**Exercise goal**. Could you restate the data below word for word, without its pictures?

(Image point grounding data)
________________________

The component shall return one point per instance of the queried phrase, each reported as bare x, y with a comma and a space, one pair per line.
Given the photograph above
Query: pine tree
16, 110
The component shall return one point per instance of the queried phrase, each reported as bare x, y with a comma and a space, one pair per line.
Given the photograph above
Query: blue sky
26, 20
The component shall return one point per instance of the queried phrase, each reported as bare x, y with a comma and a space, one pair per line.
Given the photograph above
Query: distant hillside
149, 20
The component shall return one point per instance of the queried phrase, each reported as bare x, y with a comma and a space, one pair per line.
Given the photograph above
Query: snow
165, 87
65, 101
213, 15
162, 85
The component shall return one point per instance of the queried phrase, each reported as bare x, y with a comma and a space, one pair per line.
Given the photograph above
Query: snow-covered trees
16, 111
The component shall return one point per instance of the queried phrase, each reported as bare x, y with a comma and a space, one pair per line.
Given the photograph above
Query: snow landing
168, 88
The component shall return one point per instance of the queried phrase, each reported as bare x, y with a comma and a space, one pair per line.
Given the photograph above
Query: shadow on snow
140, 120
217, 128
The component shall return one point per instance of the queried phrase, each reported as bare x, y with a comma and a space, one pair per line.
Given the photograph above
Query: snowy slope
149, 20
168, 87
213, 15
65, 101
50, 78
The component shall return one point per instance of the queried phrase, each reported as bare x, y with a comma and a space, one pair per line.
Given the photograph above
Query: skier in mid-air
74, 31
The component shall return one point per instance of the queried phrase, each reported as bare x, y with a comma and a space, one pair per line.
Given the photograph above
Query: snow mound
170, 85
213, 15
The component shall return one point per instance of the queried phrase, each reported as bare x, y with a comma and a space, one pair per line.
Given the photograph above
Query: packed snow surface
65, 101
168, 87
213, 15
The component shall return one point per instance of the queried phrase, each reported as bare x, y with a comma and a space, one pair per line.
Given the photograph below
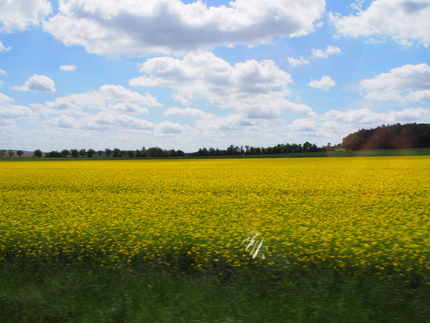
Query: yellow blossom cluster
344, 213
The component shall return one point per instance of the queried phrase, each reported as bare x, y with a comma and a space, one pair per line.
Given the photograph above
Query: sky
183, 75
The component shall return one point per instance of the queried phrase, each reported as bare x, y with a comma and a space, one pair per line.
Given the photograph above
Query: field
318, 226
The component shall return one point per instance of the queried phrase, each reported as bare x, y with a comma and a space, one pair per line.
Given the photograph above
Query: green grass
88, 293
335, 153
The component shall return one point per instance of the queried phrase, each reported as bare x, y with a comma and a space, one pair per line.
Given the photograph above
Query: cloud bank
139, 28
406, 21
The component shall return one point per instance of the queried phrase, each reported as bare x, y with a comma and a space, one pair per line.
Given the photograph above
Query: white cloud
329, 51
37, 83
67, 68
187, 112
297, 61
229, 122
256, 88
63, 121
4, 48
325, 83
408, 83
405, 21
105, 120
131, 27
19, 14
113, 98
10, 111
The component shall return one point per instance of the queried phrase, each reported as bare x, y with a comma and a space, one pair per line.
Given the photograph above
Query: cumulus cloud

________________________

**Result**.
The component shall return one point per instance of the queried phrase, each reported as bare x, y with a comma and a space, one pair per line.
Given the photograph above
Query: pine tree
16, 110
The component shall return one point per instance of the queried phrase, each reported as bare x, y with a comma and a space, one pair per line.
Given the photograph above
Query: blue sky
26, 20
The component shall return one point per instance of the queried phrase, each reported as bare x, y with a comma and a space, one pair per line.
Given the photograph above
Query: distant hillside
149, 20
The component shall return one point per instance of the queried phrase, each reported as bare x, y with a comma and a space, one pair per line.
Given the photograph above
Query: snow
165, 87
65, 101
213, 15
162, 85
The component shall return one point per instance of the queried phrase, each reported as bare x, y with a comma and a space, one pair per line.
Given the photograph above
Query: snow-covered trees
16, 111
The component shall return one point per instance of the queried phrase, each reported as bare x, y with a comma and a space, one pair per line.
Given the photograph above
Query: snow landing
168, 88
The component shall return one point per instance of the queried phrase, each reported as bare x, y with a comma and a space, one pair per line.
Given the photograph above
Query: shadow on snow
140, 120
217, 128
The component shall return one point per instance of the queried phrase, each reported as bare x, y with a comma and a space, one pair per line.
Given the photograph above
Query: snowy slope
149, 20
168, 87
213, 15
65, 101
50, 78
The component shall return one point per instance of the queried phrase, each reported as bare x, y with a comma and a space, one pair per line.
Given the photograph above
Query: skier in mid-air
74, 31
The component shall return one point per instance of the queried phrase, each reported as bare x, y with a comma and a space, one pair per line.
Given the photograph above
Query: snow mound
170, 85
213, 15
The component shall return one point per instance of the queried phrase, each reported as bare x, y with a comma and a space, one pair per line.
Given the photograph above
Query: packed snow surface
65, 101
168, 87
213, 15
The component shall return one point per instance of the queried phrase, each reported as bare x, y with a comma and a space, one pair per line.
Given the photograph below
Query: yellow blossom cluster
344, 213
The component shall return one point per instance of the queried phrase, each reported as bare x, y with a comma and a space, one pair per line.
Given the photograph above
Query: sky
183, 75
The component shall return one point per instance of the queried phrase, each reported as bare x, y with a comma and a space, one pair per line.
Given the photograph above
Query: field
318, 226
The component shall return one point per instance of the queried phrase, each reported as bare x, y with a comma and a space, one pair per line.
Given the photograph above
Query: green grass
88, 293
335, 153
The component shall return one point per instance of the queried phrase, each reported as bare x, y with a comma and a space, one pair per line.
Given the photograph above
Query: cloud bank
139, 28
406, 21
The component shall return one point per instance of the queried phrase, each reported as bare x, y with a comma and a space, one pair per line.
Given the photograph above
Query: white cloud
329, 51
37, 83
67, 68
187, 112
297, 61
229, 122
256, 88
63, 121
4, 48
325, 83
408, 83
405, 21
105, 120
131, 27
19, 14
113, 98
10, 111
The component shall return one point per instance of the queried phrase, each reported as bare x, y with a comma and a space, one pair per line.
Given the photograph above
Query: cumulus cloud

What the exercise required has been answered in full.